Textauszug =>
11.11.2024 | Pädagogische Hochschule
«Ich bin sicher, dass ich später im Berufsalltag davon profitieren kann»
Neu bietet die PH FHNW im Studiengang Sekundarstufe I einen Sonderpädagogik-Schwerpunkt an. Die Nachfrage ist gross – bei den Studierenden und bei den Schulen.
Das Spektrum der besonderen Förderung ist sehr breit. Es reicht von Dyskalkulie und Legasthenie über Autismus-Spektrum-Störungen bis zu anderen Verhaltensauffälligkeiten. Foto: AdobeStock
Olivia Schauli und Alfredo Giangreco gehören zu den Studierenden, die ein neues Angebot der PH FHNW nutzen. Seit dem laufenden Herbstsemester, das im September begonnen hat, ist es möglich, im Studiengang Sekundarstufe I den Schwerpunkt Sonderpädagogik zu wählen. Dieser wird von den Expertinnen und Experten des Instituts Spezielle Pädagogik und Psychologie (ISP) unterrichtet und ist speziell auf die Sekundarstufe I ausgerichtet. «Ich schliesse bald mein Studium ab und möchte im kommenden Sommer eine Real- oder Sekundarklasse im Aargau übernehmen», sagt Olivia Schauli zu ihren Beweggründen für die Schwerpunktwahl. In Praktika hat sie bereits Einblicke in diese tieferen Sek-I-Niveaus erhalten. «Der spezielle Förderbedarf ist hoch und die Schulischen Heilpädagoginnen und Heilpädagogen sind nicht immer verfügbar, also wollte ich mir selbst Wissen in diesem Bereich aufbauen», so Schauli. Ähnlich klingt es bei Alfredo Giangreco. «Im Praktikum habe ich gemerkt, dass es schwierig ist, allen Schülerinnen und Schülern einer Klasse gerecht zu werden, und ich möchte deshalb mein Wissen im Bereich Sonderpädagogik vertiefen.»
Tatsächlich stellt die Sekundarstufe I mit leistungsdifferenzierten Modellen Weichen für die beruflichen Perspektiven und Bildungsbiografien der Jugendlichen. Dabei geht es nicht nur um die Unterstützung von Jugendlichen mit besonderem Bildungsbedarf, sondern auch um die Förderung leistungsstarker Jugendlicher sowie um die laufbahnbezogene Unterstützung aller Schülerinnen und Schüler beim Übergang in die Sekundarstufe II. Ein vermehrter Bedarf an sonderpädagogischen Kompetenzen von Sek-I-Lehrpersonen ist dabei
bildungspolitisch anerkannt. Die Umsetzung erfordert aber ein tragfähiges Profil und Funktionsdifferenzierungen von Sek-I-Lehrpersonen gegenüber Sonderpädagoginnen und Sonderpädagogen im Schulfeld.

Datensatz =>
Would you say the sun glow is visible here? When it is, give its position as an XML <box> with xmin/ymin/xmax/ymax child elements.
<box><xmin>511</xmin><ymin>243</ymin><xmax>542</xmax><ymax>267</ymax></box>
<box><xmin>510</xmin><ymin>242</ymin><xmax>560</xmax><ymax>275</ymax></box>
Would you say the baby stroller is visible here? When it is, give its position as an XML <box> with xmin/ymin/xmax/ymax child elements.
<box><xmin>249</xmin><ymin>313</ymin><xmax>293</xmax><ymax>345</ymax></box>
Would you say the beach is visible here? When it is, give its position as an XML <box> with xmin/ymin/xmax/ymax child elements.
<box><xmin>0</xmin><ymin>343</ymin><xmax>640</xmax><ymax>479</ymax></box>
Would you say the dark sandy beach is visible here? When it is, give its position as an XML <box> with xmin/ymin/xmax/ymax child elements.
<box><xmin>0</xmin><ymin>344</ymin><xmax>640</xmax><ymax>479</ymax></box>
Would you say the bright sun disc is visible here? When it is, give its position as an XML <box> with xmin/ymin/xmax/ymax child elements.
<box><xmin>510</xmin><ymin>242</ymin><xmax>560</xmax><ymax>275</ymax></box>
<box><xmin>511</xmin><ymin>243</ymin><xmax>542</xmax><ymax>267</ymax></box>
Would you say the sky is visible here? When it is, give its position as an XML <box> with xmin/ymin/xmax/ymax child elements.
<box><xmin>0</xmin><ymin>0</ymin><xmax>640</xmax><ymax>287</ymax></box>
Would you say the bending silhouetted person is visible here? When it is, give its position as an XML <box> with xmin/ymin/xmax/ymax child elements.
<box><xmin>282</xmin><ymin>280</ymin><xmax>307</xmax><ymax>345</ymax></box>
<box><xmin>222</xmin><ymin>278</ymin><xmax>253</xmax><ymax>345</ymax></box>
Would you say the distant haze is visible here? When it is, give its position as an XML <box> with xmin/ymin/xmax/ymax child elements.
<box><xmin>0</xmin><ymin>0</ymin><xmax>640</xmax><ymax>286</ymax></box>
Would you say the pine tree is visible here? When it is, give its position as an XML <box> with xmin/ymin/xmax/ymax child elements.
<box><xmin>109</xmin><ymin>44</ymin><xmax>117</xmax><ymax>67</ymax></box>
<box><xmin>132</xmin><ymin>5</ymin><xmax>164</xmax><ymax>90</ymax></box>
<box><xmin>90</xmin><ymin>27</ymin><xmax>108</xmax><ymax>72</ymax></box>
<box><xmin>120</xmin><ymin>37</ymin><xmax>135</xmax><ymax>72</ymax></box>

Aufgabe 1 => Tippen Sie aus dem Text über den Sonderpädagogik-Schwerpunkt den Teil wortgetreu ab, der mit den Worten „Tatsächlich stellt die“ beginnt und mit „Sonderpädagogen im Schulfeld.“ schließt.
Aufgabe 2 => Schreiben Sie den Text über den Sonderpädagogik-Schwerpunkt im Anschluss an seinen letzten Satz weiter.

Endgültige Antwort 1 =>
Tatsächlich stellt die Sekundarstufe I mit leistungsdifferenzierten Modellen Weichen für die beruflichen Perspektiven und Bildungsbiografien der Jugendlichen. Dabei geht es nicht nur um die Unterstützung von Jugendlichen mit besonderem Bildungsbedarf, sondern auch um die Förderung leistungsstarker Jugendlicher sowie um die laufbahnbezogene Unterstützung aller Schülerinnen und Schüler beim Übergang in die Sekundarstufe II. Ein vermehrter Bedarf an sonderpädagogischen Kompetenzen von Sek-I-Lehrpersonen ist dabei
bildungspolitisch anerkannt. Die Umsetzung erfordert aber ein tragfähiges Profil und Funktionsdifferenzierungen von Sek-I-Lehrpersonen gegenüber Sonderpädagoginnen und Sonderpädagogen im Schulfeld.

Endgültige Antwort 2 =>
Breite Palette an Bedürfnissen
Denise Gerstl, Schulleiterin der SeReal Chapf in Windisch ist seit vielen Jahren «im Geschäft», wie sie selbst sagt. «Das Spektrum der besonderen Förderung ist sehr breit», betont sie. Es reiche von Dyskalkulie und Legasthenie über Autismus-Spektrum-Störungen bis zu anderen Verhaltensauffälligkeiten, und die Zahl der betroffenen Kinder nehme zu. Das sieht auch Roman Bucher, Schulleiter Oberstufe Bünzmatt in Wohlen, so: «Die Heterogenität wird grösser.» Gerade zu Autismus-Spektrum-Störungen brauche es ein vertiefteres Wissen als früher. «Zudem ist es auch wichtig zu wissen, wie man als Lehrperson mit Eltern von betroffenen Kindern umgehen kann.»
Bereits Module besucht
Bereits vor der Einführung des Schwerpunkts Sonderpädagogik im Sek-I-Studium konnten Studierende Module aus dem Masterstudiengang Sonderpädagogik belegen. Sowohl Olivia Schauli als auch Alfredo Giangreco haben diese Möglichkeit in den vergangenen Semestern genutzt und sich unter anderem Kenntnisse über Lese-Rechtschreib-Schwäche, Hörbeeinträchtigung und über den Umgang mit Ungleichheiten angeeignet. «Damals besuchten wir die Lehrveranstaltungen gemeinsam mit den Studierenden des ISP», so Alfredo Giangreco. «Das führte zu einem interessanten Austausch und eröffnete neue Perspektiven.» Dennoch sei es sinnvoll, dass der Schwerpunkt nun komplett auf die Sek-I-Stufe ausgerichtet sei. Dies sieht auch Olivia Schauli so. «Im vergangenen Semester fand ich es manchmal schwierig, meine Rolle in den Lehrveranstaltungen zu finden, da die Studierenden
aus dem Masterstudiengang Sonderpädagogik schon viel mehr Erfahrung mitbrachten. Jetzt können wir uns in den Lehrveranstaltungen mit Mitstudierenden austauschen, die alle an einem ähnlichen Punkt in ihrem Studium stehen.» Zudem sei die konkrete Ausrichtung auf die Zielstufe Sek I sicher noch hilfreicher für den späteren Berufsalltag.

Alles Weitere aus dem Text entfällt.